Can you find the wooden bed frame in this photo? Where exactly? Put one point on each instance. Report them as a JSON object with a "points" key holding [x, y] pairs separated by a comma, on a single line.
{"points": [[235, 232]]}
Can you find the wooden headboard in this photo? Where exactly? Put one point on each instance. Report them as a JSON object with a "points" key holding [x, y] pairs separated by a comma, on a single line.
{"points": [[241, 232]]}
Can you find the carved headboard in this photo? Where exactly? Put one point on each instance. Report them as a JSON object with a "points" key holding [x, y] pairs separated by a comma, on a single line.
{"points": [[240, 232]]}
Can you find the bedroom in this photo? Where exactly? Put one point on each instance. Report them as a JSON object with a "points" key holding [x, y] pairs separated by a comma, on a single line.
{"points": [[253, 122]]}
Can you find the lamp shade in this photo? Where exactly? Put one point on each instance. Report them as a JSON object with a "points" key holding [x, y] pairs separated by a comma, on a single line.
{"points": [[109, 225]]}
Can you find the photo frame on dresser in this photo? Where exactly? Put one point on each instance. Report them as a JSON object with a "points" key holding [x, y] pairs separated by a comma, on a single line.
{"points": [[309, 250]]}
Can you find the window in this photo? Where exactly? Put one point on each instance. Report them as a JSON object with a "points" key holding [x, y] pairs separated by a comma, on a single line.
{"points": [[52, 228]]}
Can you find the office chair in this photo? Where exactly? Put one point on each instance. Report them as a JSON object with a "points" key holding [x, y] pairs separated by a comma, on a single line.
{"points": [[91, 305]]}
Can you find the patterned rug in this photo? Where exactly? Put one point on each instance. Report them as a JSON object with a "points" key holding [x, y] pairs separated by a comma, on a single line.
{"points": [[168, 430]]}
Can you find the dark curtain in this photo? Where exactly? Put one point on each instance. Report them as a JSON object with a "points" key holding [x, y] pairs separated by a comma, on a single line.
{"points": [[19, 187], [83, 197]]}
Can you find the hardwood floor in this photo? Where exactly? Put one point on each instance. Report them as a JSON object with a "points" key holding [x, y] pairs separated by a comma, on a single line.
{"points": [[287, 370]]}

◆ ◆ ◆ ◆ ◆

(Exercise): Write out every record verbatim.

(The result):
Can you find the wooden bed frame in this photo? Where exactly? Put one point on each instance. Report them as a JSON object with a "points" key holding [x, y] pairs separated by a comma, on a single line.
{"points": [[235, 232]]}
Can you find the wooden headboard in this photo? Where exactly? Put one point on each instance. Report them as a JSON object with a "points" key holding [x, y] pairs separated by a comma, on a single line.
{"points": [[241, 232]]}
Can you find the carved headboard in this photo? Where exactly? Put one point on each instance. Report them as a JSON object with a "points" key holding [x, y] pairs separated by a comma, on a single line.
{"points": [[240, 232]]}
Can you find the bedroom in this photo? Where exactly? Put one point on each instance. Report them as a JSON object with a "points" key holding [x, y] pairs separated by a comma, on a single line.
{"points": [[253, 122]]}
Can you find the lamp shade in this photo? Where exactly? Put one point on each instance. Report them as a JSON object with a "points" key holding [x, y] pairs separated by a comma, on a single line.
{"points": [[109, 225]]}
Can you find the photo frame on dresser in this photo? Where exactly? Put one point on each instance. Report them as a JSON object with a "points" key holding [x, y] pairs separated by a comma, on a single line.
{"points": [[309, 250]]}
Can you find the window in this photo? Where exactly? Put one point on each instance. Report them as a JSON object with a "points" key holding [x, y] pairs separated by a comma, on a single line.
{"points": [[52, 228]]}
Can you find the office chair in this photo? Where exactly? Put one point on each instance. Report them as a JSON object with a "points" key holding [x, y] pairs separated by a comma, on a single line.
{"points": [[91, 305]]}
Can you find the patterned rug in this photo? Where exactly? Put one point on each instance. Report them as a JSON object with a "points" key holding [x, y] pairs separated by a comma, on a single line.
{"points": [[168, 430]]}
Can you find the dark curtain in this photo? Where exactly? Put one point on each instance. Report them as a JSON object with a "points" key holding [x, y] pairs separated by a comma, on a single line.
{"points": [[19, 187], [83, 197]]}
Can you find the hardwood floor in this photo? Where exactly? Put one point on each instance. Report them as a JSON object with a "points" key holding [x, y] pairs separated by a comma, on a single line.
{"points": [[287, 370]]}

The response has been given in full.